■ Input for this task ■
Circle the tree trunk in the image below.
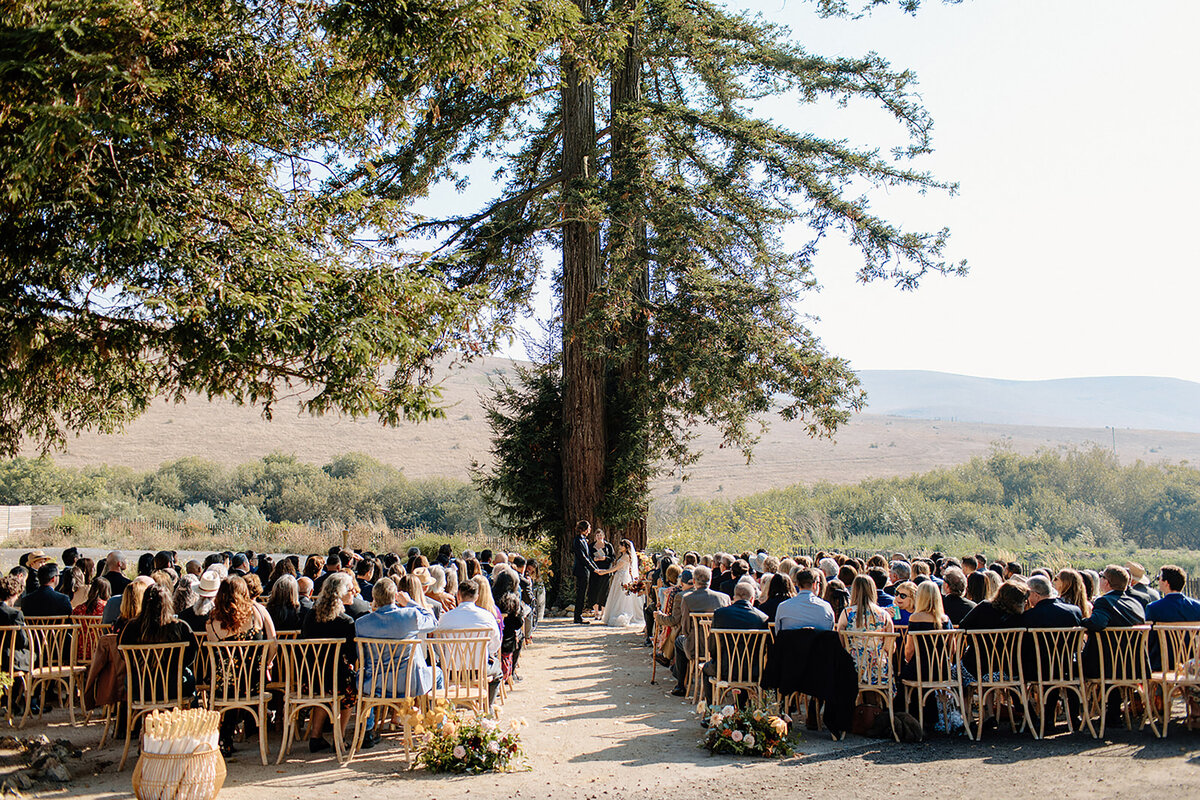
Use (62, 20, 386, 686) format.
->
(559, 0, 606, 589)
(606, 5, 650, 552)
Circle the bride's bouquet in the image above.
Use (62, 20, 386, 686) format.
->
(698, 700, 792, 758)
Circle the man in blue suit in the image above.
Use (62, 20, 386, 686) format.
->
(700, 580, 768, 704)
(1146, 564, 1200, 669)
(354, 577, 438, 748)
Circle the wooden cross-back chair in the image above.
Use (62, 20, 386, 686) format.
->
(203, 639, 274, 765)
(685, 612, 714, 703)
(708, 628, 773, 708)
(1025, 627, 1094, 739)
(962, 628, 1029, 739)
(276, 638, 346, 765)
(1153, 622, 1200, 736)
(347, 638, 421, 765)
(0, 627, 23, 726)
(73, 616, 109, 670)
(424, 629, 490, 713)
(1089, 625, 1158, 738)
(839, 629, 900, 741)
(900, 628, 970, 739)
(118, 641, 191, 770)
(20, 622, 82, 728)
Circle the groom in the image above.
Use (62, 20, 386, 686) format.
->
(572, 520, 599, 624)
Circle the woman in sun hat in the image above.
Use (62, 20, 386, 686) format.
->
(179, 570, 221, 632)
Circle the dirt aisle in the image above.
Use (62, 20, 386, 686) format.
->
(30, 618, 1200, 799)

■ What needs to be done ■
Take every line from the data that contains the word "above".

■ Your response ■
Circle the bride's bouquet in the image above.
Circle the man in blue suit in the image above.
Circle the wooden cross-back chair in the image above.
Circle the groom in the image above.
Circle the woman in sun hat in the image above.
Circle the dirt aisle in the image above.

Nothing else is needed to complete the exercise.